• Task objective:
The answer is a single number: the count of lines in the records below that contain the word "instance".

• Material shown:

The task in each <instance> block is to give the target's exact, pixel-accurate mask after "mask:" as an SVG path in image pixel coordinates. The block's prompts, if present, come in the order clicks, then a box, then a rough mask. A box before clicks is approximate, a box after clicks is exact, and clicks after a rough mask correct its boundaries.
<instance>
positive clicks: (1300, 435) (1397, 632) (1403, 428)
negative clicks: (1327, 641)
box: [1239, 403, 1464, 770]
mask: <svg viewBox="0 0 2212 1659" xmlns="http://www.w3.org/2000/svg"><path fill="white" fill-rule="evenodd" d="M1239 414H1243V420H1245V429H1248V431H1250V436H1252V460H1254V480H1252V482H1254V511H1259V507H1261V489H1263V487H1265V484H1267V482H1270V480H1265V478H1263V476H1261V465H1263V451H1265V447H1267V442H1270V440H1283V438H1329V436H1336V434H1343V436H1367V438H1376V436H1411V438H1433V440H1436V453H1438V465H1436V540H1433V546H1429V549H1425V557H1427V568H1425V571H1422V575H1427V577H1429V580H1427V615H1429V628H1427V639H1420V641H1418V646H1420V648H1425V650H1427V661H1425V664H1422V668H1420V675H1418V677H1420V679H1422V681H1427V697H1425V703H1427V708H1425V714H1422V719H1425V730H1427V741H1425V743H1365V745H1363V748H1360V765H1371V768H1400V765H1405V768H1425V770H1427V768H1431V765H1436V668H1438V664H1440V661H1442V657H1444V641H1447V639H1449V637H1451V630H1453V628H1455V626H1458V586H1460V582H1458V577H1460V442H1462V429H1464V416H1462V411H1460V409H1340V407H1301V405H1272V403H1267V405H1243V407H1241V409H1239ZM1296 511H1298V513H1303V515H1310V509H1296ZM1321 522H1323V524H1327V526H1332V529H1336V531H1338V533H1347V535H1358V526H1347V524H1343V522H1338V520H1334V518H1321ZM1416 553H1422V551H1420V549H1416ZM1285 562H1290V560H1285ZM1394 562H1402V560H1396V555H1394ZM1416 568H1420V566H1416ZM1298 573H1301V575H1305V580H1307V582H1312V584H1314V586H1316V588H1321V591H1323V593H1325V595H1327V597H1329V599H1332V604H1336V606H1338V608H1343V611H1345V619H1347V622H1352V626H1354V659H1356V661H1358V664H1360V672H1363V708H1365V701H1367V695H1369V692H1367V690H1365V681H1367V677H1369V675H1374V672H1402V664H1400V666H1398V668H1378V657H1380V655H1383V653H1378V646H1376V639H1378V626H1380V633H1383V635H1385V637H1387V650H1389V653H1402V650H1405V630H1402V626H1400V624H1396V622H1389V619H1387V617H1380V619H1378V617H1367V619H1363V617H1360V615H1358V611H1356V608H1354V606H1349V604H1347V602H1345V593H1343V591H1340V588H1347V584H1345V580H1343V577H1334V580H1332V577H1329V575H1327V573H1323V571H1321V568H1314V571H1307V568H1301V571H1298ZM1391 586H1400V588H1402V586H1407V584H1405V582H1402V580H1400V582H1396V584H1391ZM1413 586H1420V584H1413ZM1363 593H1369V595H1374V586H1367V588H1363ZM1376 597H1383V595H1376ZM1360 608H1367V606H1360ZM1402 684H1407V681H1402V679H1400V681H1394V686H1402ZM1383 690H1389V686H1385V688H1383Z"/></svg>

• Exercise result:
2